Render every line of the records below as a numbered list, omitting blank lines. Leave the pictures out of the answer.

(Photo object-pointing records)
====================

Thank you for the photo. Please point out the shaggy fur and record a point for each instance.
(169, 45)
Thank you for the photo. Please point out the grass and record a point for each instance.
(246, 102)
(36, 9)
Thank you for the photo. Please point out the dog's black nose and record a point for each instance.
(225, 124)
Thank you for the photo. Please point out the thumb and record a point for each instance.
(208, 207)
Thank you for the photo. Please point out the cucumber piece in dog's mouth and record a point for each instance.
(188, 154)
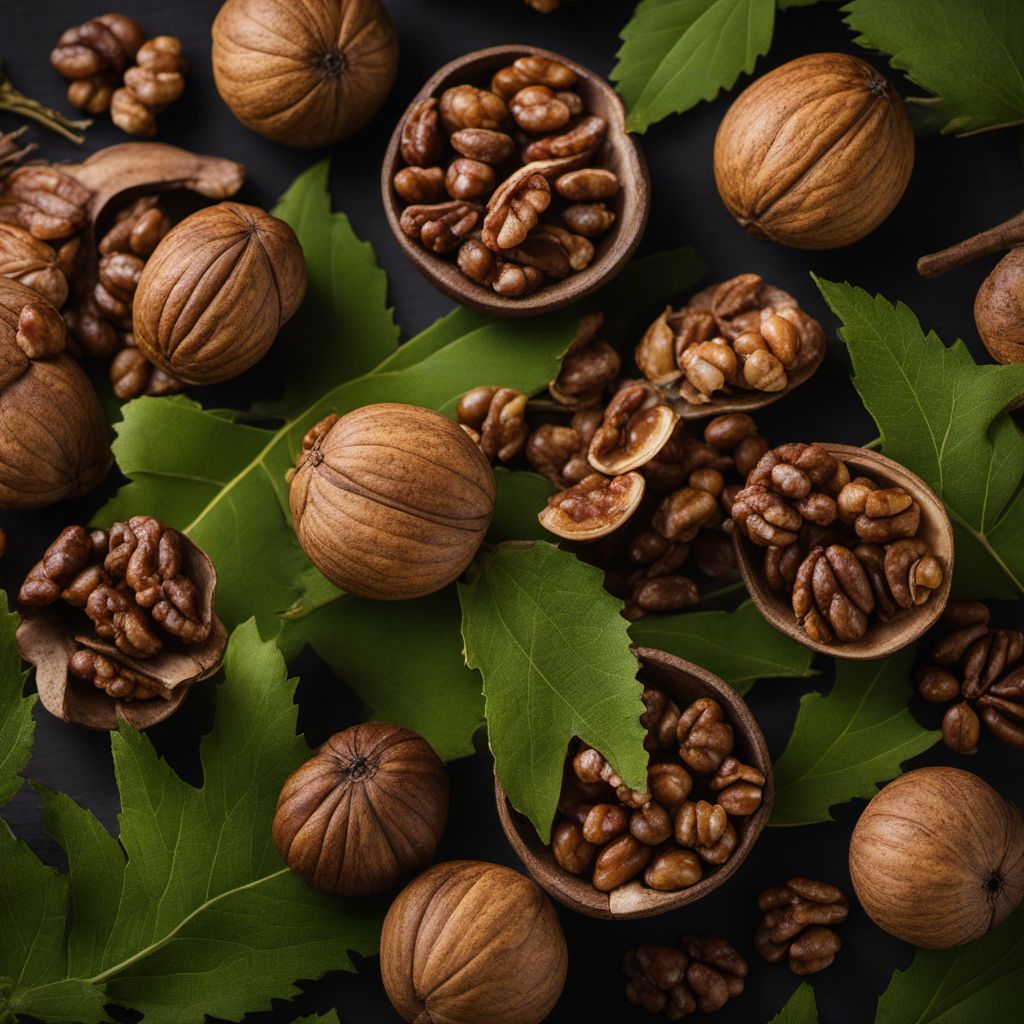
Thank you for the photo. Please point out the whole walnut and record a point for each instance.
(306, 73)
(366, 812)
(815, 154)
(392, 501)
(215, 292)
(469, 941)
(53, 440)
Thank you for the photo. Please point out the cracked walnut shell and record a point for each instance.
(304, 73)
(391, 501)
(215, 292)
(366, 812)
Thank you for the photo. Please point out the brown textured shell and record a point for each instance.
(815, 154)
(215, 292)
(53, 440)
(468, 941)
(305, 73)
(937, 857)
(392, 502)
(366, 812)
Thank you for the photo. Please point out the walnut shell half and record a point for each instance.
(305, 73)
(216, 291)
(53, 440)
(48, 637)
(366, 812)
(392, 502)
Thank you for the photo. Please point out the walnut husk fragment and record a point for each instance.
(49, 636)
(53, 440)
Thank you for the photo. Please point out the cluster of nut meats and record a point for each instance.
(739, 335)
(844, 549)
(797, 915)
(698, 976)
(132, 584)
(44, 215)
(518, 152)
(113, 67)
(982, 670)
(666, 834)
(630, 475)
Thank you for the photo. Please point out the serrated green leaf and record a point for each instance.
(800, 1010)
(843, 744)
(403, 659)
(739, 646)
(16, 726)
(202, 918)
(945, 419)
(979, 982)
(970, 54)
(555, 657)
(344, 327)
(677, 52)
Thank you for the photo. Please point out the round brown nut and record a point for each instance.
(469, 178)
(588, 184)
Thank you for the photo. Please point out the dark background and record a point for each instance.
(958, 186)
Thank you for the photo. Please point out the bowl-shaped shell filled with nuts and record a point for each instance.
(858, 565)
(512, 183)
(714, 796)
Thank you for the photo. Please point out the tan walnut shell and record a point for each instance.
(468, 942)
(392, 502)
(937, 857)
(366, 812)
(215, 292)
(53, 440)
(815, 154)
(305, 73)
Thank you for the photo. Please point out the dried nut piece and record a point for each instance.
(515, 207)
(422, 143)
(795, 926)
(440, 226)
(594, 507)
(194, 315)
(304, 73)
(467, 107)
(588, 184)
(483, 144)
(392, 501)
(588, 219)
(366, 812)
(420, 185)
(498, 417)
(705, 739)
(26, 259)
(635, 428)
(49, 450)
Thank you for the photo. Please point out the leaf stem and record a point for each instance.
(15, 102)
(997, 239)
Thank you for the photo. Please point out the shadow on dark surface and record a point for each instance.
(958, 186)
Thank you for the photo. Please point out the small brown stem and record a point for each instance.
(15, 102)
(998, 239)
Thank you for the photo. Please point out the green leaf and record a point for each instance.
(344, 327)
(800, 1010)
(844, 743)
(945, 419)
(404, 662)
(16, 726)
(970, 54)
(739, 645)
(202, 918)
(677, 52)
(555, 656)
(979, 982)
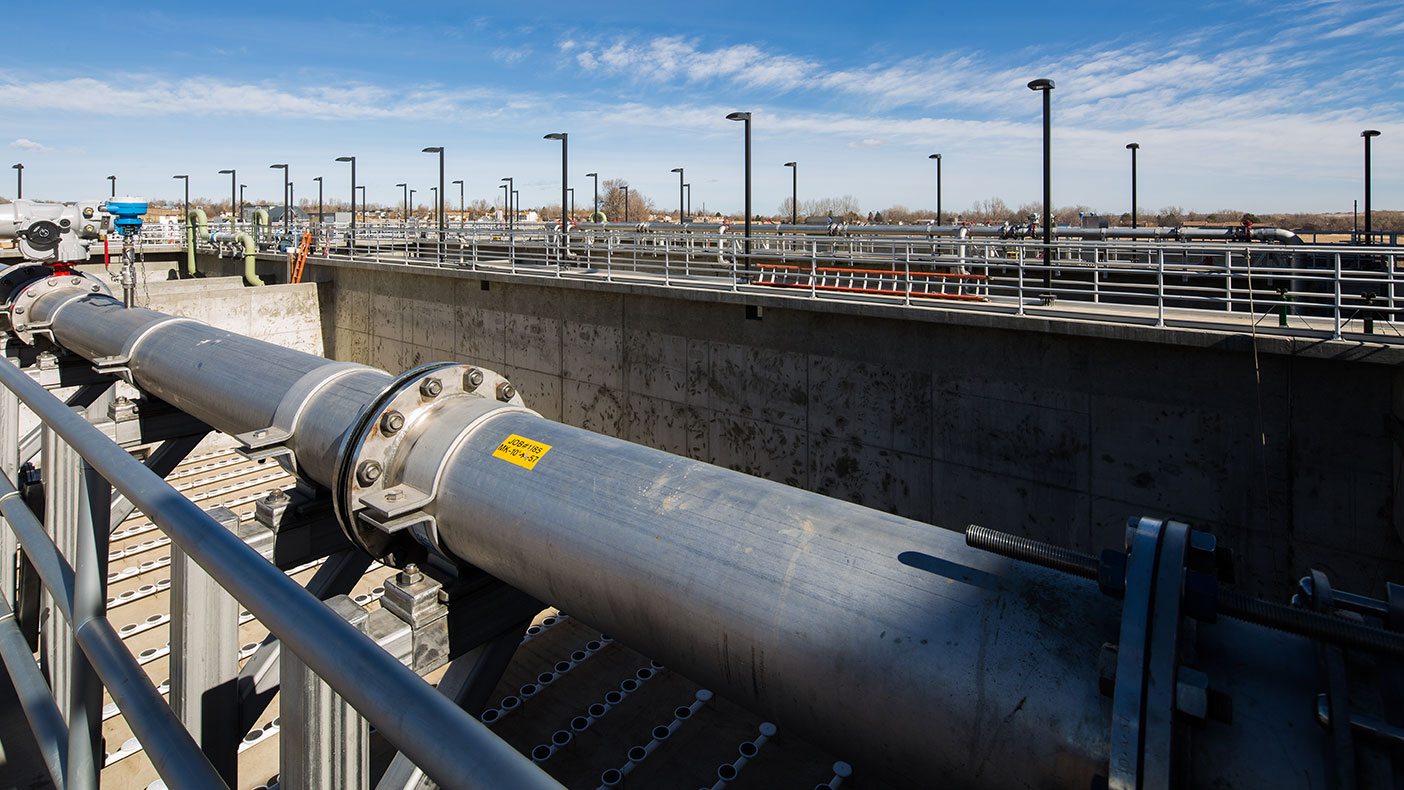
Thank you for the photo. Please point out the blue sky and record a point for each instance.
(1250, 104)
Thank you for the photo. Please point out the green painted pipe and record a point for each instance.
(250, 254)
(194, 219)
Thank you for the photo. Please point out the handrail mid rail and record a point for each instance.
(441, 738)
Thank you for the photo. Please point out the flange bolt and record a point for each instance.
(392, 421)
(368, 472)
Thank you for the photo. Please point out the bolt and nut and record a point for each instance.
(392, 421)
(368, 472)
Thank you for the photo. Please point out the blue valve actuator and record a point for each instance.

====================

TASK SOLUTION:
1. Thank you for the photo. Please point out the shaggy fur and record a point for each instance.
2. (169, 45)
3. Thank you for the photo. Please point out the grass and record a point for each instance.
4. (246, 102)
5. (36, 9)
6. Thank you for the photo. Please point out the dog's black nose and record a point for each instance.
7. (225, 124)
8. Thank you for the photo. Please point out the thumb and record a point for each instance.
9. (208, 207)
10. Thank you for the photo. Please point out the cucumber piece in dog's mouth and record a point for each instance.
11. (188, 154)
12. Thank you for the photo. Please point out the whole walnut and record a point for each instance.
13. (306, 73)
14. (366, 812)
15. (815, 154)
16. (392, 501)
17. (215, 292)
18. (469, 941)
19. (53, 440)
20. Thank you for the photo. Please point out the cracked walnut shell and record a point for each instance.
21. (304, 73)
22. (391, 501)
23. (215, 292)
24. (366, 812)
25. Thank you for the photo. Please point out the brown textured shell and record a point for each instance.
26. (815, 154)
27. (215, 292)
28. (53, 440)
29. (468, 941)
30. (305, 73)
31. (937, 857)
32. (392, 502)
33. (366, 812)
34. Thank you for the photo. Please point out the walnut shell half and record a point for each instance.
35. (305, 73)
36. (216, 291)
37. (53, 440)
38. (48, 637)
39. (366, 812)
40. (392, 502)
41. Thank you for the photo. Please point out the walnut husk fragment and record a point for each instance.
42. (49, 636)
43. (53, 440)
44. Thank you for the photo. Please point out the cluster of nut meats and record a point for each instance.
45. (739, 335)
46. (844, 549)
47. (797, 915)
48. (698, 976)
49. (132, 584)
50. (44, 215)
51. (518, 152)
52. (113, 67)
53. (982, 670)
54. (666, 834)
55. (630, 475)
56. Thank you for the photo. Please point out the serrated green leaf and record a point for each instance.
57. (800, 1010)
58. (843, 744)
59. (403, 659)
60. (739, 646)
61. (16, 726)
62. (202, 918)
63. (945, 419)
64. (979, 982)
65. (970, 54)
66. (555, 657)
67. (344, 327)
68. (677, 52)
69. Thank you for the photo. Please point out the round brown nut and record a point for each instance.
70. (469, 178)
71. (588, 184)
72. Thank you for the photo. Please point out the dark background and record a point for each instance.
73. (958, 186)
74. Thank you for the photo. Please point out the bowl-shaped shell filled with nuts and record a point for each instance.
75. (858, 565)
76. (512, 183)
77. (714, 796)
78. Thank you for the photo. Please point out the tan walnut shell and record a point for each instance.
79. (468, 942)
80. (392, 502)
81. (937, 857)
82. (366, 812)
83. (215, 292)
84. (53, 440)
85. (815, 154)
86. (305, 73)
87. Thank you for the photo. Please point out the dried nut piece and record a point for each instance.
88. (515, 207)
89. (422, 143)
90. (795, 926)
91. (440, 226)
92. (594, 507)
93. (194, 315)
94. (304, 73)
95. (467, 107)
96. (588, 184)
97. (483, 144)
98. (392, 501)
99. (588, 219)
100. (366, 812)
101. (420, 185)
102. (498, 417)
103. (705, 739)
104. (26, 259)
105. (635, 428)
106. (49, 450)
107. Thank you for the photo. Please point out the leaf stem and record a point for each instance.
108. (15, 102)
109. (997, 239)
110. Thank you for the photo. Please point out the shadow on dark surface and record a point for each instance.
111. (958, 186)
112. Thank you for the photo. Please point out the small brown stem and record a point for each instance.
113. (15, 102)
114. (998, 239)
115. Thank you for the photo. Please point out the green leaf and record a point for each instance.
116. (344, 327)
117. (800, 1010)
118. (844, 743)
119. (945, 419)
120. (404, 662)
121. (16, 726)
122. (970, 54)
123. (739, 645)
124. (202, 918)
125. (677, 52)
126. (555, 656)
127. (979, 982)
128. Thank you for the photo. Please point out the blue sky and record a point for each instance.
129. (1250, 104)
130. Thank you for the photo. Please point out the green painted pipe and record a point for each instance.
131. (250, 254)
132. (194, 219)
133. Thank you for the photo. Please point out the handrail mid rail and record a point for each instance.
134. (441, 738)
135. Thank you for the photo. Please point out the flange bolt and record a point for each instance.
136. (392, 421)
137. (368, 472)
138. Thank you for the photo. Please point out the bolt and nut and record a point for each instance.
139. (392, 421)
140. (368, 472)
141. Thank you for the photo. Please point out the blue valve actuator and record a point for each instance.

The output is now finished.